### Tarefas solicitadas
a. Por favor, atualize o trecho sobre a Resolução CFM Nº 2.336/2023 e reproduza-o a partir das palavras "É incontroverso que" até as palavras "ampliação da clientela.", trocando "CRM" por "Conselho Regional de Medicina".
b. Liste as ações relativas à clientela que o trecho sobre a Resolução CFM Nº 2.336/2023 aponta como finalidade de um tipo de publicidade.
c. Retome o trecho sobre a Resolução CFM Nº 2.336/2023 a partir do ponto em que ele termina.

### Trecho selecionado

★ ★ ★

É incontroverso que a entrada em vigor da Resolução CFM Nº 2.336/2023 marca um avanço significativo na adequação das normas de publicidade e propaganda médica à era digital, refletindo a necessidade de modernização diante dos avanços tecnológicos e da transformação digital. No entanto, compartilhando o entendimento do CRM, a caminhada é longa e é oportuno que a relação entre o mercado e o médico seja honesta, podendo existir uma publicidade voltada para a educação da sociedade e outra para a formação, manutenção ou ampliação da clientela.

★ ★ ★

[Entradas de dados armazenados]
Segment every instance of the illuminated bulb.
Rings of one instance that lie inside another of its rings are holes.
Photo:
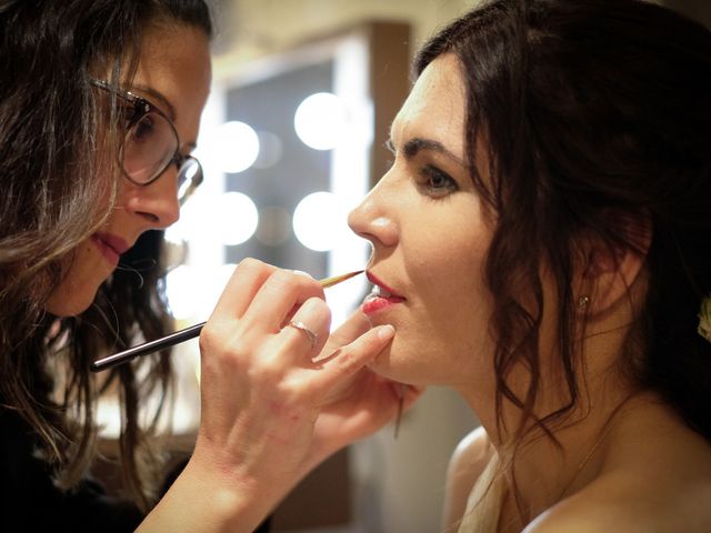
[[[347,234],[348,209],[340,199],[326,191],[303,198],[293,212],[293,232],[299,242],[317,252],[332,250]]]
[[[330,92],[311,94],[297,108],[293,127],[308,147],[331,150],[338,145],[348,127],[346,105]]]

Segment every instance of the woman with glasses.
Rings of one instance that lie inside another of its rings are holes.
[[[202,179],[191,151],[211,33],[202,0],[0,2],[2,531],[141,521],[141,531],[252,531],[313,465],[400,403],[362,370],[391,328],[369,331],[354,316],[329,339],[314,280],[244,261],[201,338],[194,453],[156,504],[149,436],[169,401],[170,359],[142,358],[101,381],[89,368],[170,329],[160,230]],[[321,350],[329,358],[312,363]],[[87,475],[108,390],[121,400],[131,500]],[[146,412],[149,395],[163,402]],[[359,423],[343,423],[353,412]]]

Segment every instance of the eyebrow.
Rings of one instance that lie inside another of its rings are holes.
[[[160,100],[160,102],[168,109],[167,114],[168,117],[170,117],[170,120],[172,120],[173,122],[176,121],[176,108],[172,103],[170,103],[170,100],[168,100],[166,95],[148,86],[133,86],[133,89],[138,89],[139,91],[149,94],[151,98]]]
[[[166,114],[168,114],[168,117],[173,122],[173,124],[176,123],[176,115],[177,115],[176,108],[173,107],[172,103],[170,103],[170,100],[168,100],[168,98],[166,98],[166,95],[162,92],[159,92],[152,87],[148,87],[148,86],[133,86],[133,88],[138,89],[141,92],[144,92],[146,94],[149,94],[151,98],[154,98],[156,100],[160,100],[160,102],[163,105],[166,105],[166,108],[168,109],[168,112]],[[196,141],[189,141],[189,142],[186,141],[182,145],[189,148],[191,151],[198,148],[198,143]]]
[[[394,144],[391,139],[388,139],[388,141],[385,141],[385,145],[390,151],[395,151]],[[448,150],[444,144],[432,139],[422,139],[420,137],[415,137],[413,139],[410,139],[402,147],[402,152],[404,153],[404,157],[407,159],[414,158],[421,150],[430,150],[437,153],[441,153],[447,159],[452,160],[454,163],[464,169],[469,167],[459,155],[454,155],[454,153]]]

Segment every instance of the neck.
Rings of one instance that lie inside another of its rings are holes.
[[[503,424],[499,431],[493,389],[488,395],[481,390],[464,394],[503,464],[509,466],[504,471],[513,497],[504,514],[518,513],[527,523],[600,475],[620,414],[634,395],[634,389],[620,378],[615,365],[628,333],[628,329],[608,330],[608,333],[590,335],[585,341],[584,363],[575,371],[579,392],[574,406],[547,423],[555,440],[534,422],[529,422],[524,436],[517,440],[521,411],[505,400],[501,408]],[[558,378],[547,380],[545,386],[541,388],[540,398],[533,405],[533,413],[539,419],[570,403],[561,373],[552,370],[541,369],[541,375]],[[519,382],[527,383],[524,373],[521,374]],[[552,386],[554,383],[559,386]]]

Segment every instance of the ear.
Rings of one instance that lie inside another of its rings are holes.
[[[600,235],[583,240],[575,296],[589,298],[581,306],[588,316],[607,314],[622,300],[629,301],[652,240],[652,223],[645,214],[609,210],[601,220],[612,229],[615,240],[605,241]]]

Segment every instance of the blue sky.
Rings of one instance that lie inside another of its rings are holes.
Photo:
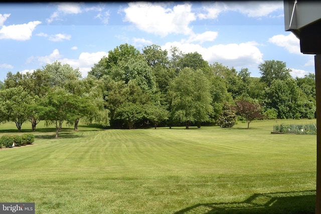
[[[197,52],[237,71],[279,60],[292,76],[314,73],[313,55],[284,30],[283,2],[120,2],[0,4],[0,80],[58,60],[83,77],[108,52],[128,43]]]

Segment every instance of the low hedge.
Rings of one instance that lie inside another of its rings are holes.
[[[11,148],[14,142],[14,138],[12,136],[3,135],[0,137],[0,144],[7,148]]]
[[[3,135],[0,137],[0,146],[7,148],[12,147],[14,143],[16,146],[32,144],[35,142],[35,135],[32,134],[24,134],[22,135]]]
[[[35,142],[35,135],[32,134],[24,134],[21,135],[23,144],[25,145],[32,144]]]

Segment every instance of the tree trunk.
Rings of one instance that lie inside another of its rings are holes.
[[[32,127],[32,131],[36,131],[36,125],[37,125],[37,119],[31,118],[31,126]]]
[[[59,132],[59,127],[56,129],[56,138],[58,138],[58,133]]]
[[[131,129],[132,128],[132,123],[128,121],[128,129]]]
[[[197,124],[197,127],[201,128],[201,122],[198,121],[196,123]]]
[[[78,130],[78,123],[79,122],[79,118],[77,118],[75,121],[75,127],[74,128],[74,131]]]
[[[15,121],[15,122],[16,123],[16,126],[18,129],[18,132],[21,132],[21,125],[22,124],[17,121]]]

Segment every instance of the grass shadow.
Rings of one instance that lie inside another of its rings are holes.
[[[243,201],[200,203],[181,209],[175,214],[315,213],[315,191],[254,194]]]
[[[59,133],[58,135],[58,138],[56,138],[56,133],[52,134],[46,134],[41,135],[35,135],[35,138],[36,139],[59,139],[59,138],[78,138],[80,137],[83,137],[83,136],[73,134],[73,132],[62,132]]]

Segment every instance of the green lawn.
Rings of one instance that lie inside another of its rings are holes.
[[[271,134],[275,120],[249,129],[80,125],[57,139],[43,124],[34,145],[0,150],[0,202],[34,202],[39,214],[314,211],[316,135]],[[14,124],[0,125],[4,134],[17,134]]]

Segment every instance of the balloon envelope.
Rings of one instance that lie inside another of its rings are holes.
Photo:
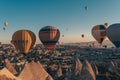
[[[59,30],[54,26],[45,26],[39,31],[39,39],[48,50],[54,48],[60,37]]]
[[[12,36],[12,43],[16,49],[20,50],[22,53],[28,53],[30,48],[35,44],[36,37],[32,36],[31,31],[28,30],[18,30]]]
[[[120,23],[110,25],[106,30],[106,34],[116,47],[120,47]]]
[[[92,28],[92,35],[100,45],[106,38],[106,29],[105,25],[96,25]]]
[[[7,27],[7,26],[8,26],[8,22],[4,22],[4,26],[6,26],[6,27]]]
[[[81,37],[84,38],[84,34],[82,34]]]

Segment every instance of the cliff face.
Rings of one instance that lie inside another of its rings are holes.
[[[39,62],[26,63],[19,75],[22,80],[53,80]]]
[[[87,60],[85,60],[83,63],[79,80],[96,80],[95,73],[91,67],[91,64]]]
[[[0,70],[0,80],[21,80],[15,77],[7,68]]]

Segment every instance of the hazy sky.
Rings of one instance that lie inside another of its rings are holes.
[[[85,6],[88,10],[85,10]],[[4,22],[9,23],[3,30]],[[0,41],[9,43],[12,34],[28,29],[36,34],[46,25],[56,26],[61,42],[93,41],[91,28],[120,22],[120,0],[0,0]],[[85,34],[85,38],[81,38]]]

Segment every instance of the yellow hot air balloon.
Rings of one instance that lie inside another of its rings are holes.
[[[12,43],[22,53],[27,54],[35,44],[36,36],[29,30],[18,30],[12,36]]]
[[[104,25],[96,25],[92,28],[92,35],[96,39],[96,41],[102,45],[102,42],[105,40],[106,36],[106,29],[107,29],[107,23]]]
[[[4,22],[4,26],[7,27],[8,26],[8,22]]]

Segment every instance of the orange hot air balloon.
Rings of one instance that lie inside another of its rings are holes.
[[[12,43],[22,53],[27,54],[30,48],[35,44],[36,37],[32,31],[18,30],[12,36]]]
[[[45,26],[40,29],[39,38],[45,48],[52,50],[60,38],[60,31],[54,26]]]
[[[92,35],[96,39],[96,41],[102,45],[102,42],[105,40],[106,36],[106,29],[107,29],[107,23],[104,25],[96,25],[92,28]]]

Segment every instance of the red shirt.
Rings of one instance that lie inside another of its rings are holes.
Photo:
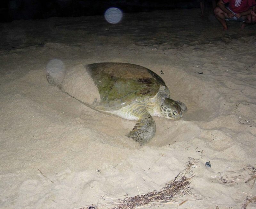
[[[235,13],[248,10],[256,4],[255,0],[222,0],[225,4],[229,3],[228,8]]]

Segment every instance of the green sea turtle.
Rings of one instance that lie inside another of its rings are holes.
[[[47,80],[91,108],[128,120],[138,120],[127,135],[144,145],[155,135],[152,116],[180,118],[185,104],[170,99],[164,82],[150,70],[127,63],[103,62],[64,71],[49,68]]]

★ ★ ★

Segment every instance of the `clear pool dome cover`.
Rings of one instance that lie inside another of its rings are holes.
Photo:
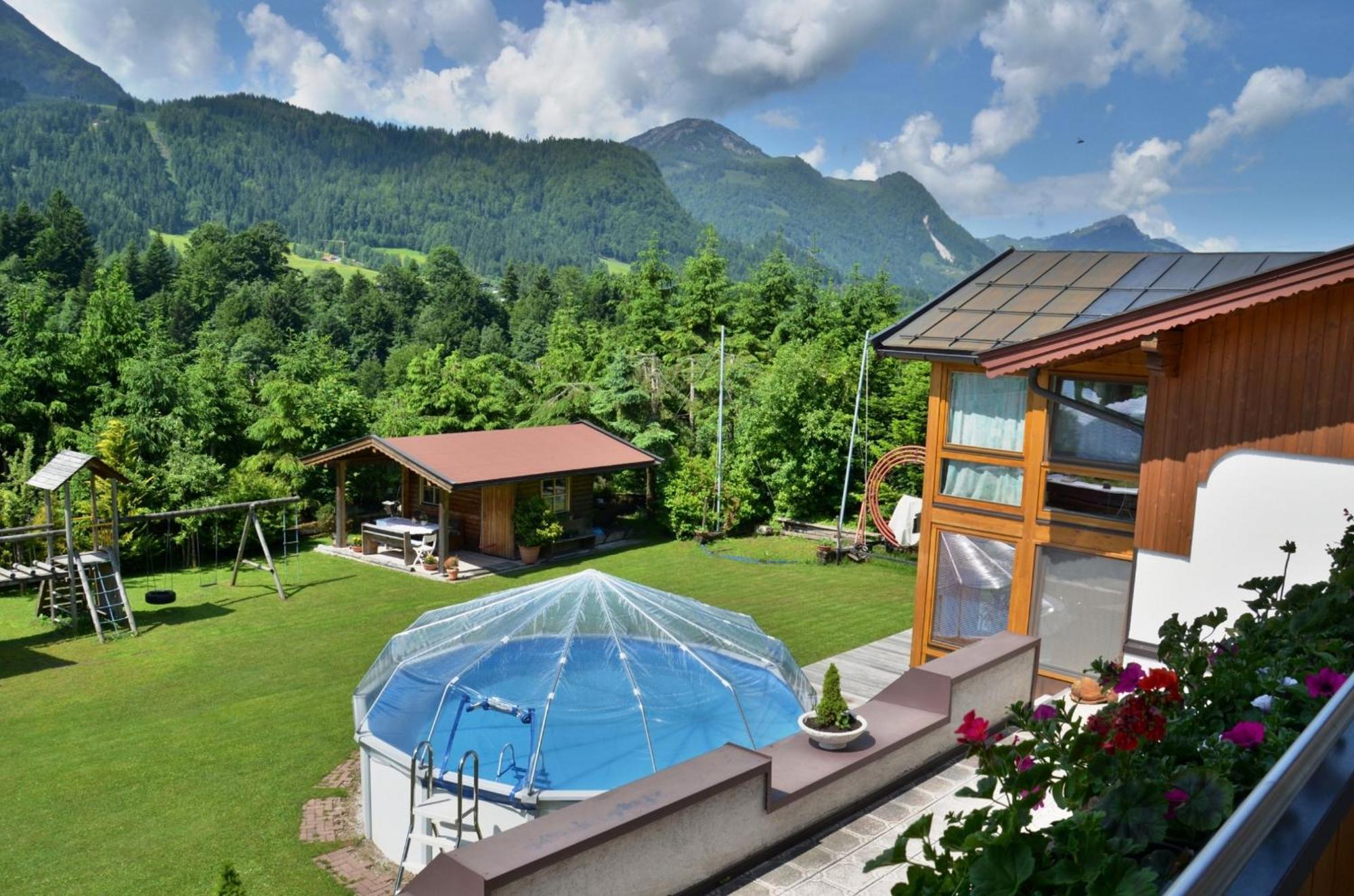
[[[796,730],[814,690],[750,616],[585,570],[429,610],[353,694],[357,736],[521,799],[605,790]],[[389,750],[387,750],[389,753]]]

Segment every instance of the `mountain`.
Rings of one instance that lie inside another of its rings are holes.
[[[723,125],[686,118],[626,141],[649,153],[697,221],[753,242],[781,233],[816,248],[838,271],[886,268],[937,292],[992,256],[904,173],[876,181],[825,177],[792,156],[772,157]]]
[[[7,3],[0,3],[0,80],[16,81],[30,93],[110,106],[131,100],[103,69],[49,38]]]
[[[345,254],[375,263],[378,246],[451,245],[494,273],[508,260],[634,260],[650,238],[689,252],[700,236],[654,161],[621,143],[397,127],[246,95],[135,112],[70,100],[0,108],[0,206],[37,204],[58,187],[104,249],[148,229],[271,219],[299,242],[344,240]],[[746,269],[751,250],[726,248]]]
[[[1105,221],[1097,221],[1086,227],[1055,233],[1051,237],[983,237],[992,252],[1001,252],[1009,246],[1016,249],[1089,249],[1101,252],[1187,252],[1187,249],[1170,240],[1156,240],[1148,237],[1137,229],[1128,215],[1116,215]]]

★ ★ ★

### Respostas das tarefas
a.
É incontroverso que a entrada em vigor da Resolução CFM Nº 2.336/2023 marca um avanço significativo na adequação das normas de publicidade e propaganda médica à era digital, refletindo a necessidade de modernização diante dos avanços tecnológicos e da transformação digital. No entanto, compartilhando o entendimento do Conselho Regional de Medicina, a caminhada é longa e é oportuno que a relação entre o mercado e o médico seja honesta, podendo existir uma publicidade voltada para a educação da sociedade e outra para a formação, manutenção ou ampliação da clientela.

b. formação, manutenção, ampliação

c.
Nesse sentido, o equilíbrio proposto pela Resolução busca a promoção ética da medicina com a proteção ao consumidor/ paciente, ampliando as possibilidades de comunicação dos médicos, sem negligenciar os princípios éticos fundamentais da profissão, assegurando a divulgação responsável e informativa sobre a saúde, o que demonstra um compromisso com a educação e o esclarecimento da sociedade, mantendo a confiança na profissão médica.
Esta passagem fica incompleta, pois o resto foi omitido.